The game of go is just a camouflage: it's there on the square, as they pretend to play their war game, that our enemies are putting together their twisted strategies.
       The Japanese soldier is sent there undercover, dressed up like a Chinese man, with some cover-story to explain his accent. Naturally, he winds up playing the Chinese girl. He doesn't need his cover-story -- they don't even exchange names (she just refers to him as 'the Stranger' and he to her as 'the Chinese girl') but rather get right down to business.
       Their game is a long one, and they return day after day to continue it. They observe each other, and note the changes each is going through (reflections of what is happening to them away from the game), but never get into any sort of conversation. A great deal is happening around them too, from the girl's budding sex-life (and the not entirely unexpected eventual consequences thereof) to the soldier's military activities. There's also a good deal of focus on the characters around them: the soldier's concern for his family at home, his letters to his mother, adjusting to the differences between life in Japan and Manchuria, while the Chinese girl has a variety of family issues to deal with, as well as a variety of friends with their own problems.
       Things come to a head when the Japanese capture many of the insurgents, which affects both of the go-players. The girl isn't that easily caught up in the real-world concerns around her: when carnage is reported to her: "I listen to her half-heartedly; when I am in the middle of a game of go, I am completely intoxicated and cut off from the outside world." But she knows some of those that have been captured, and is worried about their fate and eventually moved to action. The Japanese soldier too is affected by the treatment of the prisoners.

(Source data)
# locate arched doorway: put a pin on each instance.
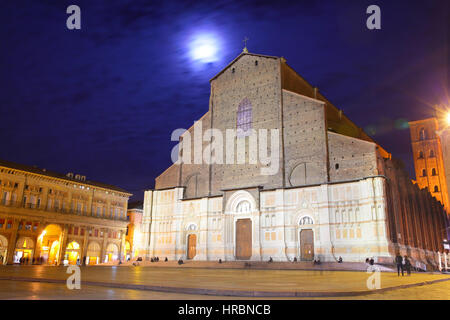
(191, 246)
(127, 251)
(3, 249)
(306, 245)
(72, 252)
(93, 253)
(24, 250)
(306, 238)
(112, 253)
(48, 242)
(243, 239)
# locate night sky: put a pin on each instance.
(103, 101)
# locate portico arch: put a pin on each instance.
(93, 253)
(24, 249)
(49, 244)
(112, 253)
(72, 252)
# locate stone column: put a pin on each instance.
(63, 243)
(122, 257)
(104, 244)
(12, 241)
(84, 246)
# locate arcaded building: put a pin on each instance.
(51, 218)
(330, 191)
(430, 164)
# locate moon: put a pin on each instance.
(204, 48)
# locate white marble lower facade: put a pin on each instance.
(347, 220)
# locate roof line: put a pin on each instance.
(237, 58)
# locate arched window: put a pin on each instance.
(243, 206)
(192, 227)
(423, 134)
(244, 118)
(306, 220)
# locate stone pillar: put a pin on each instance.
(12, 241)
(84, 246)
(104, 244)
(445, 261)
(63, 243)
(122, 257)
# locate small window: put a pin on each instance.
(422, 134)
(244, 118)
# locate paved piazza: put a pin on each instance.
(212, 279)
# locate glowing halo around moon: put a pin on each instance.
(204, 48)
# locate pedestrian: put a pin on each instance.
(407, 266)
(399, 262)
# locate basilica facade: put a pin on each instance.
(334, 192)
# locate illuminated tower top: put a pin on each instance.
(429, 158)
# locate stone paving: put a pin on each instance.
(226, 279)
(12, 290)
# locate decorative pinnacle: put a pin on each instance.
(245, 45)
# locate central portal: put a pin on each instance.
(307, 244)
(192, 244)
(243, 239)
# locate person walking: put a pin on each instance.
(399, 262)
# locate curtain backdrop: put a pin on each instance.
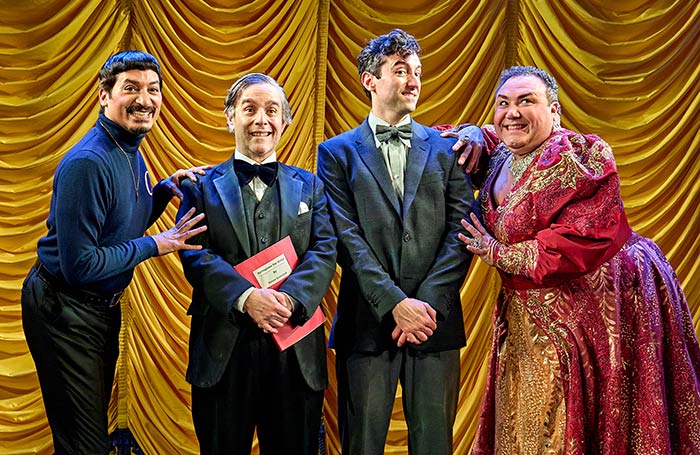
(628, 71)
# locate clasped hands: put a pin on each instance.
(269, 309)
(415, 321)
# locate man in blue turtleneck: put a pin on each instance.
(102, 204)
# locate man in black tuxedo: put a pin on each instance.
(240, 380)
(397, 195)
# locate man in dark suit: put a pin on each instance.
(396, 195)
(240, 380)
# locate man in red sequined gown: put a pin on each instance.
(594, 349)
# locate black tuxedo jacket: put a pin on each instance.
(216, 285)
(390, 250)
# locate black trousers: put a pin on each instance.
(261, 388)
(367, 384)
(75, 346)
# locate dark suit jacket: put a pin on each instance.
(216, 285)
(390, 250)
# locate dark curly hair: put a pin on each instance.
(395, 42)
(126, 61)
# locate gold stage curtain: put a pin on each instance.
(628, 71)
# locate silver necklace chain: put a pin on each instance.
(134, 178)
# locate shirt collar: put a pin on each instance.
(373, 121)
(239, 156)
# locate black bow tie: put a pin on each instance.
(246, 171)
(384, 133)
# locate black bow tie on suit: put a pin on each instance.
(246, 172)
(384, 133)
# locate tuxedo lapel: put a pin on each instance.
(373, 159)
(290, 198)
(229, 191)
(415, 163)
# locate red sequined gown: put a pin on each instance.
(594, 349)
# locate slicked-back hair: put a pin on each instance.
(395, 42)
(550, 83)
(126, 61)
(234, 93)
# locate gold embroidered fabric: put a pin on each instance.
(530, 407)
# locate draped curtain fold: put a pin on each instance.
(628, 71)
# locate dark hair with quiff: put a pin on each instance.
(126, 61)
(395, 42)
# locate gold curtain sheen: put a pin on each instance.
(628, 71)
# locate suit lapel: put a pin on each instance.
(290, 198)
(229, 191)
(373, 159)
(415, 163)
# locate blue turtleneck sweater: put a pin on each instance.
(96, 224)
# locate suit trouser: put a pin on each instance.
(75, 346)
(367, 384)
(260, 387)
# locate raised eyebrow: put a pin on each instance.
(138, 83)
(524, 95)
(246, 101)
(404, 63)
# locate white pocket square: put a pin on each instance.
(303, 208)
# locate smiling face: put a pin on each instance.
(523, 116)
(134, 101)
(257, 121)
(396, 92)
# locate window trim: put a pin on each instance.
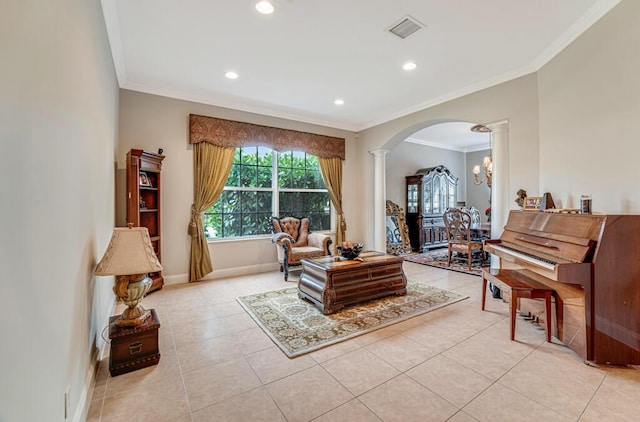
(275, 206)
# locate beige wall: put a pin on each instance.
(515, 101)
(589, 108)
(150, 122)
(58, 128)
(477, 195)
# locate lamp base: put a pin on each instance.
(130, 289)
(132, 317)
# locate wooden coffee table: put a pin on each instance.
(332, 284)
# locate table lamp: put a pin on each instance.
(130, 257)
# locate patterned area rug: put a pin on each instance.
(438, 258)
(298, 327)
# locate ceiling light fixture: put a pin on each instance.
(264, 7)
(409, 66)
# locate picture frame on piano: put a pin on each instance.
(532, 203)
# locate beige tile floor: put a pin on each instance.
(453, 364)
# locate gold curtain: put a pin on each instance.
(331, 170)
(211, 167)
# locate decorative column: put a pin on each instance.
(500, 180)
(379, 199)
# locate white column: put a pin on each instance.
(379, 199)
(500, 181)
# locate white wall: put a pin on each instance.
(589, 108)
(58, 126)
(150, 122)
(407, 158)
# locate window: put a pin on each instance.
(263, 183)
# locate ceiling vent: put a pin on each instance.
(405, 27)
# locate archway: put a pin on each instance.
(499, 191)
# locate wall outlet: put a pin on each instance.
(67, 402)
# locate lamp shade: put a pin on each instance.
(129, 252)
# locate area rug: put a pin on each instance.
(438, 258)
(298, 327)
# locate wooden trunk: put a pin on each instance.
(331, 284)
(134, 348)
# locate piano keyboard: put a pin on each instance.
(533, 259)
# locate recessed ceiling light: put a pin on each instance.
(409, 66)
(264, 7)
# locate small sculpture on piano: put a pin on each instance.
(520, 198)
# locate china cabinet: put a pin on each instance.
(430, 191)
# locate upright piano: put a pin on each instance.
(592, 261)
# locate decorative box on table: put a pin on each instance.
(133, 348)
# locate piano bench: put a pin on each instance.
(522, 286)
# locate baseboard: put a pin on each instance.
(226, 272)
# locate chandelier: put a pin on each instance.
(487, 166)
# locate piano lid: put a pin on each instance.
(562, 238)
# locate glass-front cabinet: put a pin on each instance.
(429, 193)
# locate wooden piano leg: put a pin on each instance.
(560, 316)
(547, 309)
(484, 290)
(513, 305)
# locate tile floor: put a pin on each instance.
(453, 364)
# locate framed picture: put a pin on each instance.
(532, 203)
(144, 179)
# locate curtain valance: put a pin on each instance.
(230, 133)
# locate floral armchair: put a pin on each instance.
(294, 241)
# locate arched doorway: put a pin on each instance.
(499, 193)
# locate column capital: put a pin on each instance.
(380, 152)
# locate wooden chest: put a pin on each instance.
(332, 284)
(135, 347)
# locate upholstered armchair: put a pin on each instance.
(294, 241)
(458, 225)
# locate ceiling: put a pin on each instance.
(295, 62)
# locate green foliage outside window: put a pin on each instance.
(246, 205)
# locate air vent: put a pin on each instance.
(405, 27)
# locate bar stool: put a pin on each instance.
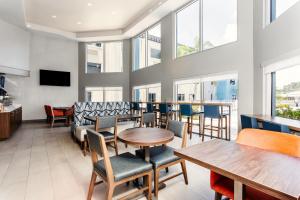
(164, 114)
(213, 112)
(186, 110)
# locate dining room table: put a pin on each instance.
(275, 174)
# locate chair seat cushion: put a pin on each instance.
(125, 165)
(159, 155)
(107, 135)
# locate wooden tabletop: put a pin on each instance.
(292, 124)
(275, 174)
(146, 137)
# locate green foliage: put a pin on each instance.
(285, 111)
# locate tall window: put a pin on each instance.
(104, 57)
(147, 48)
(286, 93)
(205, 24)
(147, 93)
(104, 94)
(280, 6)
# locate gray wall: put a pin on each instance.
(104, 79)
(46, 52)
(235, 57)
(277, 41)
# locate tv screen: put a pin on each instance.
(55, 78)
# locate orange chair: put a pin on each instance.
(267, 140)
(53, 115)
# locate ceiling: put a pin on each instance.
(85, 15)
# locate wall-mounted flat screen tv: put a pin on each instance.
(55, 78)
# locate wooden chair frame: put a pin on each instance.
(181, 161)
(109, 178)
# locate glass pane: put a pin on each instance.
(288, 93)
(188, 25)
(94, 58)
(154, 45)
(113, 57)
(139, 52)
(219, 22)
(283, 5)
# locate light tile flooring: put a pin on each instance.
(39, 163)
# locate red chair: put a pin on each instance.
(267, 140)
(54, 115)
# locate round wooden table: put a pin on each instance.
(146, 137)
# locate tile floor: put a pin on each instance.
(40, 163)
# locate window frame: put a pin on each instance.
(201, 49)
(146, 46)
(104, 53)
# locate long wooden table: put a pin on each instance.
(275, 174)
(293, 125)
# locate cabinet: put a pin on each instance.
(10, 122)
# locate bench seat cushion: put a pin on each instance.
(125, 165)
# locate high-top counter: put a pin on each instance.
(10, 120)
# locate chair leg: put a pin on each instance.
(218, 196)
(183, 167)
(92, 185)
(109, 192)
(156, 182)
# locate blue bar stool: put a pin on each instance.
(165, 112)
(248, 122)
(213, 112)
(275, 127)
(186, 110)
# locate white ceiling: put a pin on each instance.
(86, 15)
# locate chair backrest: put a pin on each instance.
(212, 111)
(148, 118)
(49, 111)
(98, 147)
(150, 107)
(275, 127)
(186, 110)
(270, 140)
(248, 122)
(179, 129)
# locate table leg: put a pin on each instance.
(239, 191)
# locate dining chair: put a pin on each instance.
(148, 119)
(54, 115)
(116, 170)
(213, 112)
(104, 125)
(162, 157)
(186, 110)
(249, 122)
(275, 127)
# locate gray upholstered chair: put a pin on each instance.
(163, 157)
(103, 124)
(116, 170)
(148, 119)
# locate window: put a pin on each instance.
(205, 24)
(104, 94)
(147, 93)
(188, 29)
(219, 22)
(104, 57)
(286, 93)
(147, 48)
(278, 7)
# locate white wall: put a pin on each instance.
(14, 47)
(52, 53)
(277, 41)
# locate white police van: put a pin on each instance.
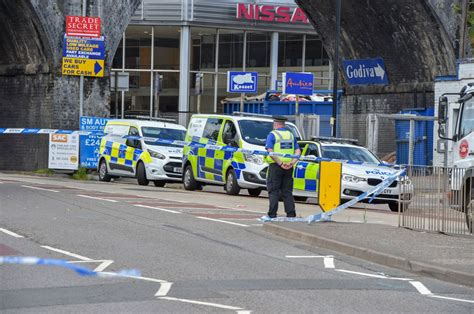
(141, 158)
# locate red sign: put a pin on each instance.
(463, 149)
(83, 26)
(270, 13)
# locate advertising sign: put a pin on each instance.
(63, 151)
(365, 72)
(83, 26)
(298, 83)
(86, 67)
(90, 144)
(75, 47)
(242, 82)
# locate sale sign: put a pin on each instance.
(83, 26)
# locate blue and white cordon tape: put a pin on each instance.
(83, 271)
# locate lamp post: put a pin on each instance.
(335, 69)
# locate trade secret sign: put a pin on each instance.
(365, 72)
(298, 83)
(242, 82)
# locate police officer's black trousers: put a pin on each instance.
(280, 181)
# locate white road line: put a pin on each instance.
(223, 221)
(449, 298)
(372, 275)
(164, 289)
(329, 262)
(97, 198)
(221, 306)
(103, 264)
(158, 208)
(13, 234)
(82, 258)
(37, 188)
(421, 288)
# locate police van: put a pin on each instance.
(235, 171)
(141, 158)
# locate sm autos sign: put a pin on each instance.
(242, 82)
(365, 72)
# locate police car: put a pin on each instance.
(356, 178)
(141, 158)
(235, 171)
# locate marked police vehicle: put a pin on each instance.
(356, 178)
(235, 171)
(141, 158)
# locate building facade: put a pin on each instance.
(178, 39)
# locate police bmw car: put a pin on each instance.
(356, 179)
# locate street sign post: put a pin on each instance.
(298, 83)
(365, 72)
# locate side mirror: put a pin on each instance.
(442, 109)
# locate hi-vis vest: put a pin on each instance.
(284, 144)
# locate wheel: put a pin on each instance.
(103, 173)
(189, 182)
(231, 185)
(300, 198)
(159, 184)
(254, 192)
(141, 174)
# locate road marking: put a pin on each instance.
(223, 221)
(164, 289)
(449, 298)
(421, 288)
(82, 258)
(372, 275)
(221, 306)
(103, 264)
(97, 198)
(13, 234)
(158, 208)
(37, 188)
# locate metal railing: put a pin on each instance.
(440, 201)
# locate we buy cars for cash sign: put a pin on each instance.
(83, 26)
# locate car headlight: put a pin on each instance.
(156, 155)
(352, 179)
(253, 159)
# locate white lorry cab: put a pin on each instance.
(462, 174)
(142, 157)
(235, 171)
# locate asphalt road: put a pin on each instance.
(196, 251)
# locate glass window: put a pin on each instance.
(467, 119)
(163, 133)
(212, 128)
(348, 153)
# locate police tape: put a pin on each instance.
(83, 271)
(326, 216)
(195, 144)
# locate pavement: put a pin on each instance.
(445, 257)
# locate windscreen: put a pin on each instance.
(348, 153)
(256, 132)
(167, 134)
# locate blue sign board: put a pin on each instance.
(89, 144)
(365, 72)
(298, 83)
(74, 47)
(242, 82)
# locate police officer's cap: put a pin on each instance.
(280, 118)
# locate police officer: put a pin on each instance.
(280, 169)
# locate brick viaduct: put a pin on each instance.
(416, 38)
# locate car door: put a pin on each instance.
(305, 173)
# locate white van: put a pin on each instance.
(145, 160)
(234, 171)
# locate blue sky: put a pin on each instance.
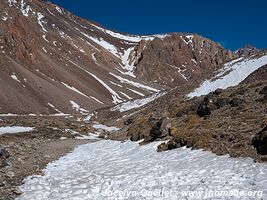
(232, 23)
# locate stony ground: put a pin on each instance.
(231, 121)
(27, 154)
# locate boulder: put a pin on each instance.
(161, 128)
(260, 141)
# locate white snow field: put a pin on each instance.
(232, 74)
(14, 129)
(137, 103)
(114, 170)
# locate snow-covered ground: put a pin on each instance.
(129, 105)
(114, 170)
(14, 129)
(232, 74)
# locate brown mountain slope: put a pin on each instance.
(230, 121)
(54, 62)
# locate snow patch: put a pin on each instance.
(129, 105)
(95, 170)
(74, 89)
(232, 74)
(40, 21)
(78, 108)
(13, 76)
(104, 127)
(14, 129)
(135, 84)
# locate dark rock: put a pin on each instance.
(203, 109)
(128, 121)
(3, 152)
(260, 141)
(220, 102)
(263, 90)
(235, 102)
(161, 129)
(218, 91)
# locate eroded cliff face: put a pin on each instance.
(178, 59)
(53, 62)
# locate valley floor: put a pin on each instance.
(124, 170)
(25, 154)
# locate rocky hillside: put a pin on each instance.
(53, 62)
(231, 120)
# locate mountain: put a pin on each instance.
(53, 62)
(225, 114)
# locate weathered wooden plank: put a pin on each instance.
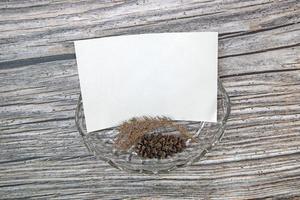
(41, 153)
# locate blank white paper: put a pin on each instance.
(162, 74)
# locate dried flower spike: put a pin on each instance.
(133, 130)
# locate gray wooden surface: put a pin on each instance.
(42, 155)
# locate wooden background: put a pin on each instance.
(42, 155)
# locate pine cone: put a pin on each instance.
(159, 146)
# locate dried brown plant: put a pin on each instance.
(131, 131)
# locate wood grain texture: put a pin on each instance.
(41, 153)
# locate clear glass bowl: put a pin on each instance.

[WORK TO COMPLETE]
1. In the passage about the go game, what does the Chinese girl call the Japanese soldier?
2. According to the passage about the go game, what three things does the focus on the soldier's own life cover?
3. Return the stretch of the passage about the go game from "The Japanese soldier is" through "down to business.".

[CORRECT ANSWERS]
1. She calls him "the Stranger."

2.
- His concern for his family at home
- His letters to his mother
- Adjusting to the differences between life in Japan and Manchuria

3.
The Japanese soldier is sent there undercover, dressed up like a Chinese man, with some cover-story to explain his accent. Naturally, he winds up playing the Chinese girl. He doesn't need his cover-story -- they don't even exchange names (she just refers to him as 'the Stranger' and he to her as 'the Chinese girl') but rather get right down to business.